EXTRAIT CHOISI:
============================================================

Festival "des musiques nouvelles", 24 Septembre 1989, banlieue de Lille.

Quelques 250 personnes seulement présentes à ce festival organisé par le fanzine ESPOIRS EPHEMERES, l'affiche valait pourtant le détour. BUNKERSTRASSE tout d'abord, une formation aux yeux de qui la "cold" existe encore, des morceaux froids et rythmés, une musique nettement plus puissante que celle que l'on peut entendre sur leur K7 (disponible sur HAYOON LIMIT).

Dans un style différent, les suivants (LITTLE NEMO) n'étaient ma fois pas désagréable à écouter ni à voir. Un concert qui fut, il est vrai, sans surprises ; parole de normand qui apprécie L.N. sur vinyl, les aime aussi sur scène et inversement.

Venaient ensuite et tout naturellement les têtes d'affiche, à commencer par DIE BUNKER, ou comment allier musique, théâtre et performance. La recette de D.B. était ce soir consistante: haricots verts écossés, masque de clown triste ; un spectacle qui évoquait quelque peu le mythe d'Icare sur patins à roulettes et qui ne décevait pas pour tout dire.

============================================================

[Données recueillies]
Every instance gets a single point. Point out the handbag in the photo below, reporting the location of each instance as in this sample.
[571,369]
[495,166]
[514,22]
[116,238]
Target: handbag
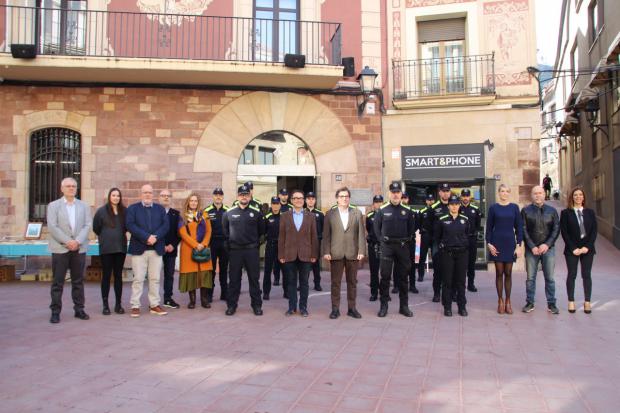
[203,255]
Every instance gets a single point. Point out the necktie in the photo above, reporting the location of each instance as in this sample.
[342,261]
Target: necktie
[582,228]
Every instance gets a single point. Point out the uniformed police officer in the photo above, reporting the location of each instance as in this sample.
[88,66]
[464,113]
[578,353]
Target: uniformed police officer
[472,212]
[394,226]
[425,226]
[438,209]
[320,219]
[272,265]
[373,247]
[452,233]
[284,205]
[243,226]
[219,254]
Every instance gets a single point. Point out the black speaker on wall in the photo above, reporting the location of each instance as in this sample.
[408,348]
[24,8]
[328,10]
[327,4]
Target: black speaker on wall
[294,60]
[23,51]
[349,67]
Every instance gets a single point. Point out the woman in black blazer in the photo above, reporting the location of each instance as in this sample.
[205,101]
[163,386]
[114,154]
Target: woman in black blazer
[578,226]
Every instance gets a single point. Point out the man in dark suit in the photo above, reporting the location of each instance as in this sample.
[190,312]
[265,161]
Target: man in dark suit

============================================================

CONSIGNES ÉCRITES:
(a) D'après l'extrait choisi, quel fanzine a organisé le festival ?
(b) Énumérez toutes les formations qui, selon l'extrait choisi, se sont produites sur scène pendant ce festival.

LISTE DES RÉPONSES:
(a) ESPOIRS EPHEMERES

(b) BUNKERSTRASSE, LITTLE NEMO, DIE BUNKER